Task inputs Block Start

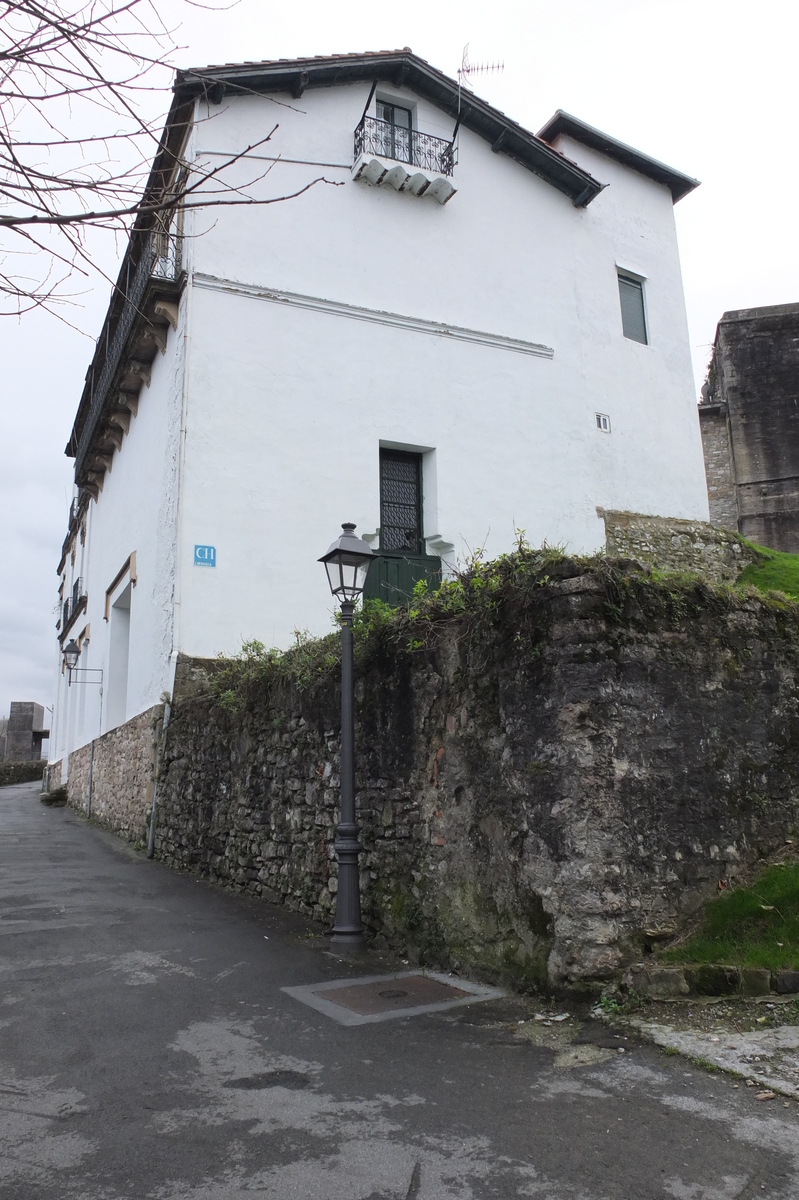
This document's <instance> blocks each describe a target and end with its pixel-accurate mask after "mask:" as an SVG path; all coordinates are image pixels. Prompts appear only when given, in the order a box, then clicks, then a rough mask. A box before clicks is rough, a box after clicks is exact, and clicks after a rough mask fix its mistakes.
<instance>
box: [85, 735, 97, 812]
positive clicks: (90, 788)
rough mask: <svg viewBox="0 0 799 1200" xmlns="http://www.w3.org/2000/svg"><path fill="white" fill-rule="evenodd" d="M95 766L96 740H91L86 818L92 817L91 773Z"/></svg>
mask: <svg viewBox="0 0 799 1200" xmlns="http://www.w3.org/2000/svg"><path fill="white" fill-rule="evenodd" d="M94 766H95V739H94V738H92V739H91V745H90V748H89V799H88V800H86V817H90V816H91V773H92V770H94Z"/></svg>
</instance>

Task inputs Block End

### Required work:
Retype the source data above exactly, character for character, but leave out the picture.

### Task result:
This document's <instance> blocks each describe a target and end with its pixel-accurate mask after "mask:" as an SVG path; all coordinates are image pixels. Prompts appear only when given, in the order a box, then clicks, then a rough mask. A box before clicks is rough, a box after clicks is exact, and clicks after a rough mask fix its mistakes.
<instance>
box: [85, 735, 97, 812]
positive clicks: (90, 788)
rough mask: <svg viewBox="0 0 799 1200" xmlns="http://www.w3.org/2000/svg"><path fill="white" fill-rule="evenodd" d="M95 766L96 740H91L86 818L92 817L91 773Z"/></svg>
mask: <svg viewBox="0 0 799 1200" xmlns="http://www.w3.org/2000/svg"><path fill="white" fill-rule="evenodd" d="M94 766H95V739H94V738H92V739H91V745H90V748H89V799H88V800H86V817H90V816H91V773H92V770H94Z"/></svg>
</instance>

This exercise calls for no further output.